> _TEXTO DE LEITURA_:
Na Terra Indígena Yanomami, epicentro da crise humanitária que marcou os primeiros meses do governo, como mostrou a Pública, os alertas de garimpo caíram 98% com 7.314 operações realizadas, 668 acampamentos inutilizados, 33 aeronaves e 212 embarcações destruídas e mais de 129 mil litros de combustíveis inutilizados.

Além da fiscalização, o governo aumentou em 169% o número de profissionais de saúde na região e distribuiu mais de 140 mil cestas de alimentos, 184 equipamentos para casas de farinha e 5 mil kits de ferramentas agrícolas.

A ministra dos Povos Indígenas, Sônia Guajajara, falou com franqueza sobre o tema durante uma entrevista à Pública. Quando questionada sobre como garantir que invasores expulsos de terras indígenas não retornem, especialmente em 2026, ano eleitoral, ela afirma ser difícil “prever isso”: “esses invasores brotam em tudo e em qualquer lugar”.

Para Guajajara, não se trata de um problema pontual, mas de uma infestação sistêmica, alimentada por décadas de omissão e pela fragilidade orçamentária que transforma a proteção territorial em uma batalha intermitente, dependente de decisões judiciais e da boa vontade de magistrados. A estratégia do MPI, ela diz, é transformar o que hoje é episódico em permanente, elevando a desintrusão de liminar judicial a política de Estado, com garantia de recursos no orçamento da União para um “processo de desintrusão permanente”.

> _LISTAGEM DE DADOS_:
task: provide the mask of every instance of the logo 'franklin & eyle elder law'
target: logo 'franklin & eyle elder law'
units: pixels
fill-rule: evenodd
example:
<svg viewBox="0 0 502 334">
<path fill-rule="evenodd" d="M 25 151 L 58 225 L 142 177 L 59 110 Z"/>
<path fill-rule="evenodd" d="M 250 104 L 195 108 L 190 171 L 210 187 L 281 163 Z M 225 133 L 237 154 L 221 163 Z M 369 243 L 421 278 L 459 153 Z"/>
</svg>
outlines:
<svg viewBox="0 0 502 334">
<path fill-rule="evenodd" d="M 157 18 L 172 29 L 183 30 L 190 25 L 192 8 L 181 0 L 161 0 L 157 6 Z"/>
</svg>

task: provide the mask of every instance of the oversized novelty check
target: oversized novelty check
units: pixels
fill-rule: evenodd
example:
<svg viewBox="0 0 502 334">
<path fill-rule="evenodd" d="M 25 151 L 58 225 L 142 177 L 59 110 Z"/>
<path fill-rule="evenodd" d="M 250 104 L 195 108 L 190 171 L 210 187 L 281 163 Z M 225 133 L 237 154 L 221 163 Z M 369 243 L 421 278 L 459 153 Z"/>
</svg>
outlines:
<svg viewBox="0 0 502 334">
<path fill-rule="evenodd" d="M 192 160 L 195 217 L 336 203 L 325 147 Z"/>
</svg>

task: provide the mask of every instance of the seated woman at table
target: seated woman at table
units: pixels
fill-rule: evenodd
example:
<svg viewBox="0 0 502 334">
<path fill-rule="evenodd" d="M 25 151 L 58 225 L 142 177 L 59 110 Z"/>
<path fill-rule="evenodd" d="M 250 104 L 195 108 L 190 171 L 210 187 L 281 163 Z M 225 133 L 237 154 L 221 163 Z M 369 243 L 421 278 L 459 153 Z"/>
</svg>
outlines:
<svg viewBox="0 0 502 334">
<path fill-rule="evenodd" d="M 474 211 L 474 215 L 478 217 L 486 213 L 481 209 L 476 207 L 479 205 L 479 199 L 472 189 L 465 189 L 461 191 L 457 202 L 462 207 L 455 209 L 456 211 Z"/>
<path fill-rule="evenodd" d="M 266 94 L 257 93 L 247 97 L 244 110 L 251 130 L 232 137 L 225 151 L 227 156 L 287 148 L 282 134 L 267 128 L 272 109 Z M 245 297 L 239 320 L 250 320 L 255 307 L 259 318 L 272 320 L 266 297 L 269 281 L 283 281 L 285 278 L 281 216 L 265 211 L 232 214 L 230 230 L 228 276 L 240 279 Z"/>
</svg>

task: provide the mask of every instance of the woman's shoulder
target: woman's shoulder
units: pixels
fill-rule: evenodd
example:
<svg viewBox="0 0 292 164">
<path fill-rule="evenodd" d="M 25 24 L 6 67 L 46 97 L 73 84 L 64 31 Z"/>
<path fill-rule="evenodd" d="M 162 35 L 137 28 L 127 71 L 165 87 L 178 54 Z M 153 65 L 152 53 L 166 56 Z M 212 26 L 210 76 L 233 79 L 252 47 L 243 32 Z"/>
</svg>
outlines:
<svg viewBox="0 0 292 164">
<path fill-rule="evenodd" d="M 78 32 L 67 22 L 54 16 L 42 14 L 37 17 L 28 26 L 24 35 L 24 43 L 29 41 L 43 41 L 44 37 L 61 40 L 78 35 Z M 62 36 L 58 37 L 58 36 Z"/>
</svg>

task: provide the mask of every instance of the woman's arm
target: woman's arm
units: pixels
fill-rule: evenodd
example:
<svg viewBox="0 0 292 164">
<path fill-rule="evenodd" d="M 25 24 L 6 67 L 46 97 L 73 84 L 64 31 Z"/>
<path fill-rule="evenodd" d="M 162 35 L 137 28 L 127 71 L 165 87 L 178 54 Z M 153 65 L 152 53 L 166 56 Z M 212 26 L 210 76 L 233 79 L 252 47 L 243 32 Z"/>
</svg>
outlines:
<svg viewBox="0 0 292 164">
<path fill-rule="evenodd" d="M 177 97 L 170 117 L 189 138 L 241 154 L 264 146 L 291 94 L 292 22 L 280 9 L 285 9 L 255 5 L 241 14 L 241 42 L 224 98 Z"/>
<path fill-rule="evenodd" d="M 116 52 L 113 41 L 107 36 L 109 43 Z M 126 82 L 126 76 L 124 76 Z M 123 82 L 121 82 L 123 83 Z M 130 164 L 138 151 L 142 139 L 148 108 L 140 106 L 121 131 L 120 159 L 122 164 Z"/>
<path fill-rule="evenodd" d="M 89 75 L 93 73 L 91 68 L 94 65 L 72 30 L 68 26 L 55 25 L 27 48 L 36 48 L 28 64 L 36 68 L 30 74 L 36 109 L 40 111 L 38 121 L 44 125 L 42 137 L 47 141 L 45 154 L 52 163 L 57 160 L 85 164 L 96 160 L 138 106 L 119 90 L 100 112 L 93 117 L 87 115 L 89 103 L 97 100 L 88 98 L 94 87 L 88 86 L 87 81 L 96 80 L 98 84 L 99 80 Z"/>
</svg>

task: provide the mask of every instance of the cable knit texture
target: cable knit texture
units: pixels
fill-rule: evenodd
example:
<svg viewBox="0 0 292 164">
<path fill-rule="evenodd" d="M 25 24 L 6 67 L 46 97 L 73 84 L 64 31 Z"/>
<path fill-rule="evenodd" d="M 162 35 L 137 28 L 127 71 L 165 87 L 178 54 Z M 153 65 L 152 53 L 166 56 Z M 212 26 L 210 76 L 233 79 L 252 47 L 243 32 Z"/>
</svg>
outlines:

> _TAREFA_: Reproduza, sem alterações, o trecho do texto de leitura que vai de "Na Terra Indígena" até "de ferramentas agrícolas.".

> _RESPOSTA_:
Na Terra Indígena Yanomami, epicentro da crise humanitária que marcou os primeiros meses do governo, como mostrou a Pública, os alertas de garimpo caíram 98% com 7.314 operações realizadas, 668 acampamentos inutilizados, 33 aeronaves e 212 embarcações destruídas e mais de 129 mil litros de combustíveis inutilizados.

Além da fiscalização, o governo aumentou em 169% o número de profissionais de saúde na região e distribuiu mais de 140 mil cestas de alimentos, 184 equipamentos para casas de farinha e 5 mil kits de ferramentas agrícolas.